[Stored data entries]
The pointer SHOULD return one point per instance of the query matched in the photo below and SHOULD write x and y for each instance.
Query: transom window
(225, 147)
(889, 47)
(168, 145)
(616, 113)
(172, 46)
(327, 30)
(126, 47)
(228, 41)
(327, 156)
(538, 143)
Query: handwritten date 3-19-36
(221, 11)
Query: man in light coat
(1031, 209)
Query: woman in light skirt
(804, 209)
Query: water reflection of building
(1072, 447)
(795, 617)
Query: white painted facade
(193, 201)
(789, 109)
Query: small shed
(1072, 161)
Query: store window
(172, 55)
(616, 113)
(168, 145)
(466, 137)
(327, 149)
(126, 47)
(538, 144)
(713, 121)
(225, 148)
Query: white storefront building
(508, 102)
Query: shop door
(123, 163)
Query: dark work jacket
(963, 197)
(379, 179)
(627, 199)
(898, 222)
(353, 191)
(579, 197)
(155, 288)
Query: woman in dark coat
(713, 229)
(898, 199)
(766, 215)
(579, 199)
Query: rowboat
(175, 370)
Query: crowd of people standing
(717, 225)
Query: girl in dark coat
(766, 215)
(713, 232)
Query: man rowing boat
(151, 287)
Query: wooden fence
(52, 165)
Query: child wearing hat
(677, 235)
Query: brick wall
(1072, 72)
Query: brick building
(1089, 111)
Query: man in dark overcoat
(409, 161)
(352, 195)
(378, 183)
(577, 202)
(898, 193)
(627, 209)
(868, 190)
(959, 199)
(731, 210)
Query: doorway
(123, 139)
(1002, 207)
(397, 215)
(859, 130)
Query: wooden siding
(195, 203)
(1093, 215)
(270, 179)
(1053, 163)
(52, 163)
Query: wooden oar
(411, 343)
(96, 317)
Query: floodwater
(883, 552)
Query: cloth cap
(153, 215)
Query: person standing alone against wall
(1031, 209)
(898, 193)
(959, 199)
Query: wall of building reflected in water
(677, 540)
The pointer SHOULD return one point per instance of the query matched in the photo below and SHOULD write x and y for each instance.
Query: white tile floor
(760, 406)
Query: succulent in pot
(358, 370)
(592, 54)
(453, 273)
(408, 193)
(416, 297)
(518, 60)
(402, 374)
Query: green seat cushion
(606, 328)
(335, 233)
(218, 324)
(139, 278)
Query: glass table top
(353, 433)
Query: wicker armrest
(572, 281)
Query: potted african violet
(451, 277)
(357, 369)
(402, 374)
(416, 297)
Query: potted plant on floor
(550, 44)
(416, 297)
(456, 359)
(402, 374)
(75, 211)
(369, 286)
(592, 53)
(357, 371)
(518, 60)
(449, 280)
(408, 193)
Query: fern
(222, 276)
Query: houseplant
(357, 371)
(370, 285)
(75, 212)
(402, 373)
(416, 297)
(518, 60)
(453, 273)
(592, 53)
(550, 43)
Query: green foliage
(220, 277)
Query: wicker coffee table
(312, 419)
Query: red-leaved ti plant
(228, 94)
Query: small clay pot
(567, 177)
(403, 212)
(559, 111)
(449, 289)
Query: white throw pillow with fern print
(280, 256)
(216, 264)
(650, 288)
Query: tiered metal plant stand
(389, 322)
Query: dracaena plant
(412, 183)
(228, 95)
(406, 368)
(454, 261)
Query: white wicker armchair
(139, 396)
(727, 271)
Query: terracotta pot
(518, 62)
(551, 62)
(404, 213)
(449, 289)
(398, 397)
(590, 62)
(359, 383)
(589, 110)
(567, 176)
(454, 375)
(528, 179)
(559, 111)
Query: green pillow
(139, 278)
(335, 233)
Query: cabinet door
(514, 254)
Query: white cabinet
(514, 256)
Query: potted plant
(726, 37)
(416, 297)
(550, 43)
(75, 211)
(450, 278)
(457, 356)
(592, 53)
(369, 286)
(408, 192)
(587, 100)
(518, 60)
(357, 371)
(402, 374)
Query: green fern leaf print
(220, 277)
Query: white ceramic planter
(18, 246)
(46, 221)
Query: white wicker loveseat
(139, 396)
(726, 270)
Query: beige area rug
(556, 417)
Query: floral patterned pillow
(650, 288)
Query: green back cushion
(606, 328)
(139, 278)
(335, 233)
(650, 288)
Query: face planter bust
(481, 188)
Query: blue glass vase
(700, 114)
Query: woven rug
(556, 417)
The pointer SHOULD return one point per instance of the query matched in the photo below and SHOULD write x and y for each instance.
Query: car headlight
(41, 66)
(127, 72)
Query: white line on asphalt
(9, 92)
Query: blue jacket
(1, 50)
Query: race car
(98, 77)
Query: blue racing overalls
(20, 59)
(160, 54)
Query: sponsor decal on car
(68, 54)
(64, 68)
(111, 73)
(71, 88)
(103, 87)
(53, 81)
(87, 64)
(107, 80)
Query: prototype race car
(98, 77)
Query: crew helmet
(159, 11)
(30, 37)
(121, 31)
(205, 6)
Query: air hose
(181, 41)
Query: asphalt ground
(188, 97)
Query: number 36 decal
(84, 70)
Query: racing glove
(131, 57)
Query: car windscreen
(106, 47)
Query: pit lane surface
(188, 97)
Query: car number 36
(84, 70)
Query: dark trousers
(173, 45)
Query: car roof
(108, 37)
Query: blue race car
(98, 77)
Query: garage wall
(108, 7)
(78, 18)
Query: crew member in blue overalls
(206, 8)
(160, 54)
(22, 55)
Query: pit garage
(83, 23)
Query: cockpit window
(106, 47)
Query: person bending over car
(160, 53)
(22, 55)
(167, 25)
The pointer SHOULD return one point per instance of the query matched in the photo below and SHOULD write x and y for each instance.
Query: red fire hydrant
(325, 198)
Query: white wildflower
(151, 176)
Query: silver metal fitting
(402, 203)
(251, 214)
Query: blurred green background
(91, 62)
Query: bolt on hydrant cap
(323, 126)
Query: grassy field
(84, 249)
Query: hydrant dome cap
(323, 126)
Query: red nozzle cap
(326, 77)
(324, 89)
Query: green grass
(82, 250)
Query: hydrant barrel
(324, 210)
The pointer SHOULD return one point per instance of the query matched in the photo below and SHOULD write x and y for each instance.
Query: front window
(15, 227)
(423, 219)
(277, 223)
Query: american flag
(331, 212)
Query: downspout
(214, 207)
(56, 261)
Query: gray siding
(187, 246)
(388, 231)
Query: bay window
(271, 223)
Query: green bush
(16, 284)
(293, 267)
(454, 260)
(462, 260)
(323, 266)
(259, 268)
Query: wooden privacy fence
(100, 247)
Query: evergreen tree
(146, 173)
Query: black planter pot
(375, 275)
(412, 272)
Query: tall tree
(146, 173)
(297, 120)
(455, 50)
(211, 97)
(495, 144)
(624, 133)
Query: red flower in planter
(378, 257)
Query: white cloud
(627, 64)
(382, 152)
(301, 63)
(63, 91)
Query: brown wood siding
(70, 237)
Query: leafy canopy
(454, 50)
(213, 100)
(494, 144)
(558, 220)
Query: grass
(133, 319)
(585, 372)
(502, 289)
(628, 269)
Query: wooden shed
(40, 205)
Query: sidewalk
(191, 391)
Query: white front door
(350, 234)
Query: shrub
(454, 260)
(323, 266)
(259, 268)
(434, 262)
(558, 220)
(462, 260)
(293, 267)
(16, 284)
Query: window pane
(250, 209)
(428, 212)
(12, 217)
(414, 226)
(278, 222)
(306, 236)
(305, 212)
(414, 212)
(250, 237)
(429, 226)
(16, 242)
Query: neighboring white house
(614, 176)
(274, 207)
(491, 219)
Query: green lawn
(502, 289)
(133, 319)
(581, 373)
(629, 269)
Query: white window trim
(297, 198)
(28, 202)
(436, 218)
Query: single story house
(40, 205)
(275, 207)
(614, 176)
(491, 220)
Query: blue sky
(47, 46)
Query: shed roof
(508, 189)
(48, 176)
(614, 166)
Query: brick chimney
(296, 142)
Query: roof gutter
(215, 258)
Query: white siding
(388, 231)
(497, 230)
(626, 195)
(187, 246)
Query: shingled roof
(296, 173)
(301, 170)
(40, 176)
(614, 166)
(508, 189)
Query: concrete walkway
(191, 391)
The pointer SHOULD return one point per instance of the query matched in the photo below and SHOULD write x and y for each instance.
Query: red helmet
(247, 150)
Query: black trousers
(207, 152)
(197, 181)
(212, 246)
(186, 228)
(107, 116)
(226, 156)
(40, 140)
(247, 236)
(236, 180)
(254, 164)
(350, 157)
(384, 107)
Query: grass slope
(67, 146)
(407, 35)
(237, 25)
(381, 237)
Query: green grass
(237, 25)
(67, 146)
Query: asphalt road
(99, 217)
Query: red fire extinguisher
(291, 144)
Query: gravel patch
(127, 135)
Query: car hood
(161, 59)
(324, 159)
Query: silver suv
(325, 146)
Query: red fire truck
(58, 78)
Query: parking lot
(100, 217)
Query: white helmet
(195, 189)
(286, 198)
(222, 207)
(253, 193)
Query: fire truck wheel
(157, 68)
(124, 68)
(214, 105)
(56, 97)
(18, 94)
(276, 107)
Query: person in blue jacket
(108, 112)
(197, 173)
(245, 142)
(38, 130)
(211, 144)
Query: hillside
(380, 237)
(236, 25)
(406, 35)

— Try it —
Reproduce exactly the line bearing "Query: white window trim" and all the lines that come after it in the records above; add nothing.

— Reply —
Query: white window trim
(297, 198)
(28, 202)
(436, 218)
Query: single story house
(40, 205)
(275, 207)
(614, 176)
(491, 220)
Query: blue sky
(47, 46)
Query: shed roof
(508, 189)
(48, 176)
(614, 166)
Query: brick chimney
(296, 142)
Query: roof gutter
(215, 258)
Query: white siding
(388, 231)
(497, 230)
(626, 195)
(187, 246)
Query: shingled roof
(296, 173)
(301, 170)
(40, 176)
(614, 166)
(508, 189)
Query: concrete walkway
(191, 391)
The pointer SHOULD return one point per instance of the query matched in the photo below and SHOULD write x and y for each instance.
Query: red helmet
(247, 150)
Query: black trousers
(207, 152)
(197, 181)
(212, 246)
(186, 228)
(107, 116)
(226, 156)
(40, 140)
(247, 236)
(236, 180)
(254, 164)
(350, 157)
(384, 107)
Query: grass slope
(67, 146)
(407, 35)
(237, 25)
(381, 237)
Query: green grass
(237, 25)
(67, 146)
Query: asphalt road
(99, 217)
Query: red fire extinguisher
(291, 144)
Query: gravel patch
(127, 135)
Query: car hood
(161, 59)
(324, 159)
Query: silver suv
(325, 146)
Query: red fire truck
(58, 78)
Query: parking lot
(100, 217)
Query: white helmet
(195, 189)
(286, 198)
(222, 207)
(253, 193)
Query: fire truck wheel
(157, 68)
(124, 68)
(214, 105)
(56, 97)
(18, 94)
(276, 107)
Query: person in blue jacket
(108, 112)
(197, 173)
(245, 142)
(38, 130)
(211, 144)
Query: hillside
(380, 237)
(236, 25)
(406, 35)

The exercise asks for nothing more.